EXERCISE MATERIALS START
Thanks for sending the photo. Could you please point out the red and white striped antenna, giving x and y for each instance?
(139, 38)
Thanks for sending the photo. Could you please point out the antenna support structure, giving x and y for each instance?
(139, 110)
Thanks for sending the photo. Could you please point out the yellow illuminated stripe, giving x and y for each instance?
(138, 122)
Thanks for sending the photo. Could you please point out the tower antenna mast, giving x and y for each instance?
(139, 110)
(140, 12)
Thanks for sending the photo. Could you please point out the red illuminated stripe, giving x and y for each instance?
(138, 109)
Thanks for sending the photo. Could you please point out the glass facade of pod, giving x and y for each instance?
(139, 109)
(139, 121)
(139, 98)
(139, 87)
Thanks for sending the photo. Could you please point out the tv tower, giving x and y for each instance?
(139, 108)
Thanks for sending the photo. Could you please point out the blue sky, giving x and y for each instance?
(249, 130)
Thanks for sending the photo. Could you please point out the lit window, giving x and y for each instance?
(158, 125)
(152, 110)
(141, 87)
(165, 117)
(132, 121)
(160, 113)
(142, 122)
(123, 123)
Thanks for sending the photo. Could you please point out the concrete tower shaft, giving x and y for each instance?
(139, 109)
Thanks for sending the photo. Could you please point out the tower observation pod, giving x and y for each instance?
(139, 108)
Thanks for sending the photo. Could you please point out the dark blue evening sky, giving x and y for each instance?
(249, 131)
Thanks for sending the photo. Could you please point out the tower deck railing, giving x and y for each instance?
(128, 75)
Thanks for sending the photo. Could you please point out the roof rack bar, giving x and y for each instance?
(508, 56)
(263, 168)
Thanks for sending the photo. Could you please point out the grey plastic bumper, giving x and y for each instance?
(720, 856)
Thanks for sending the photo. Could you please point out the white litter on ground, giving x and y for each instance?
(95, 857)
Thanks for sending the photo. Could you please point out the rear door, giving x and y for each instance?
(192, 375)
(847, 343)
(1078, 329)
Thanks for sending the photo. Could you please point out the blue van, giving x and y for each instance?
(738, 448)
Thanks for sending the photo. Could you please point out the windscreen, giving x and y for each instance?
EXERCISE MATERIALS END
**TASK**.
Please quote exactly the lines from the one containing "window, giving x and y for each instance?" through the last line of the records above, both included, and nothing else.

**ANSWER SECTION**.
Thanks for sending the photo. Could you please point out the lit window, giving x and y for each instance?
(158, 125)
(152, 110)
(141, 87)
(165, 117)
(132, 121)
(160, 113)
(142, 122)
(123, 123)
Thanks for sending the photo. Could you please point out the concrete tower shaft, giving x and y for each instance?
(139, 109)
Thanks for sending the photo. Could you please point out the tower observation pod, giving x and y for each instance?
(139, 108)
Thanks for sending the photo. Could you please point out the dark blue evening sky, giving x and y for each instance?
(249, 131)
Thanks for sending the photo. Could you please point out the tower deck railing, giving x and y for each instance?
(128, 75)
Thanks for sending the photo. Could you please point out the roof rack bar, giving x and y for each instance?
(508, 56)
(263, 168)
Thanks for sending the photo. Could you please point out the grey plastic bumper, giving x and y for each instance?
(720, 856)
Thanks for sending the photo. Could you please point out the white litter on ground, giving x and y for each instance?
(95, 857)
Thanks for sending the photo. Could you please point out the rear door, giving x and y for each instance?
(192, 375)
(847, 343)
(1078, 329)
Thanks for sending the photo. Could you please point out the blue van, giving x and y for each instance?
(738, 448)
Thanks for sending the photo. Could you please point out the windscreen, giving x and y for each instance?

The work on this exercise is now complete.